# How you and the world have changed since you were born.



## Northerner (Feb 15, 2016)

Fascinating!  Very surprised to see world population has increased by 4.5 billion in my lifetime  Not my fault!  

http://www.bbc.com/earth/story/20141016-your-life-on-earth


----------



## Ralph-YK (Feb 15, 2016)

For over half my life, TV started at 3:30 in the afternoon, and shut down at 11:30pm, telling you to go to bed.  I remember black and white TV.  According to Wikipedia, the web is half my age.  It's older than some of the adults I know.


----------



## Northerner (Feb 15, 2016)

Ralph-YK said:


> For over half my life, TV started at 3:30 in the afternoon, and shut down at 11:30pm, telling you to go to bed.  I remember black and white TV.  According to Wikipedia, the web is half my age.  It's older than some of the adults I know.


Hehe! Yes, B+W tv for me too growing up. In fact the world was in black and white - all the photos were B+W too!  It's a bit depressing when you have to scroll so far down the list to get to your year of birth!


----------



## trophywench (Feb 15, 2016)

Ralph - we had to stand up when telly finished, too, didn't we.   Remember what music they played?


----------



## Flower (Feb 15, 2016)

I am older than Milton Keynes apparently and would be 203 if I was living on Mercury


----------



## Pine Marten (Feb 15, 2016)

A house fly my age would have a family of 24,451 generations  ...and in my life there have been 307 major eruptions - that must be the Metformin


----------



## AlisonM (Feb 15, 2016)

▸ **Actions to take**:
A. In the forum thread, at what time did TV start for over half of Ralph-YK's life?
B. Extend the forum thread about how the world has changed since its members were born, picking up where it stops.
The records that come next have no connection to the forum thread.

▸ **Data rows**:

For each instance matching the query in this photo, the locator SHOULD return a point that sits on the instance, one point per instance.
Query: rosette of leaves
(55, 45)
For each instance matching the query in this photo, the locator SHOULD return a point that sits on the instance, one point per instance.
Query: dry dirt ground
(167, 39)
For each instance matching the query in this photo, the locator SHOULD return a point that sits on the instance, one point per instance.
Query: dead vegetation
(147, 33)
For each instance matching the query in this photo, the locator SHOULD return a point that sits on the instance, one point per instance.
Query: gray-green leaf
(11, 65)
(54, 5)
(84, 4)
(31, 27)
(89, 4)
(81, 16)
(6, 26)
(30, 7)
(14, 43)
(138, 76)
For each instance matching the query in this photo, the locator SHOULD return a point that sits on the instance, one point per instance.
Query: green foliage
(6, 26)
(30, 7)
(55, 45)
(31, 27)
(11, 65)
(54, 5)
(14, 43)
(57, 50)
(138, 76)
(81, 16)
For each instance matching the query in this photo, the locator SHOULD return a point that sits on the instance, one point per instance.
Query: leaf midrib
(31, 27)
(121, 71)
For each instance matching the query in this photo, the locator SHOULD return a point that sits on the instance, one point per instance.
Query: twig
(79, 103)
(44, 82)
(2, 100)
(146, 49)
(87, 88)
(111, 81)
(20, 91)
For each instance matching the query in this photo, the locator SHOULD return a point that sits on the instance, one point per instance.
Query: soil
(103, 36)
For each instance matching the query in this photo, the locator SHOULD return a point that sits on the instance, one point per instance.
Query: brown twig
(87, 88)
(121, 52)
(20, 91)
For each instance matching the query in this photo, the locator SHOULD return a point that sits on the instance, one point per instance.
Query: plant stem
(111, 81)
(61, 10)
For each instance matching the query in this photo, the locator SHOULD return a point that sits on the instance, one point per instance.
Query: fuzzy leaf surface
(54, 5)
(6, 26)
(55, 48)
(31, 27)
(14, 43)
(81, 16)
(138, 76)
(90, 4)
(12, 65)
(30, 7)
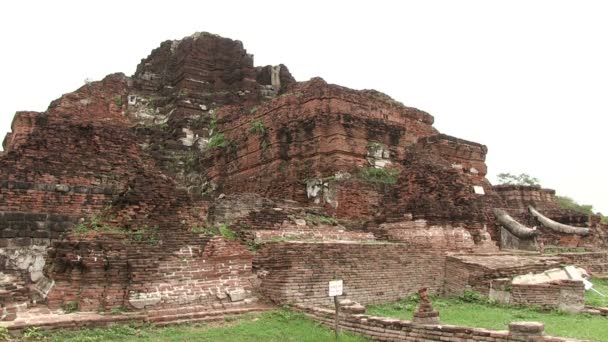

▸ **Per-task outputs**:
A. 3:30 in the afternoon.

B.
On Mercury I'm 204, on Neptune I ain't born yet. Neptune here I come.

We had colour photos in our house, but only cos dad painted them himself.


----------



## Stitch147 (Feb 16, 2016)

On saturn I am 1 and there have been 190 major volcanic eruptions since I was born (picked that one as I have alwyas been fascinated by volcanoes!)


----------



## robert@fm (Feb 16, 2016)

It says that I am the same age as Kyoto.  I suppose they must mean some kind of rebuilding thereof, as surely Kyoto was the capital of Japan (it's Japanese for "capital city") until the 16th century CE, when the capital was moved to Edo which was renamed Tokyoto ("eastern capital city"), although the latter name is usually shortened in English to Tokyo.

Also, for me at least the changes in sea level are shown as "+NaN" (Not a Number) -- oops.


----------



## Ralph-YK (Feb 16, 2016)

Thinks that have changed in my lifetime:  well the buildings have got shorter, as have the adults.  The summers aren't as hot or long, nor the winters as snowy, the ice cream as excellent.


----------



## pottersusan (Feb 16, 2016)

253 on Mercury and a redwood has grown 23.95m. Must do something about all the house flies!


----------



## KookyCat (Feb 16, 2016)

1.1 billion acres of woodland lost in my lifetime   I love trees, feel the need to plant things!


----------



## Matt Cycle (Feb 16, 2016)

I'm 199 on Mercury and younger than Milton Keynes- do they still have the concrete cows?  And the population just keeps increasing!


----------



## Ralph-YK (Feb 25, 2016)

I would say communicators like on Star Trek are now here. Except were more advanced than those.


----------



## SB2015 (Feb 25, 2016)

And there was a moral to the tale at the end of Dixon of Dock Green


----------



## Austin Mini (Feb 25, 2016)

I was born in 1946 the first type 1 diabetic I ever encountered was in 1967. The next T1 was myself in 1987. Now I find them everywhere even amongst people I never knew were T1. I dont know anybody who is T2 though except people on this forum. How the world has changed.


----------



## Northerner (Feb 25, 2016)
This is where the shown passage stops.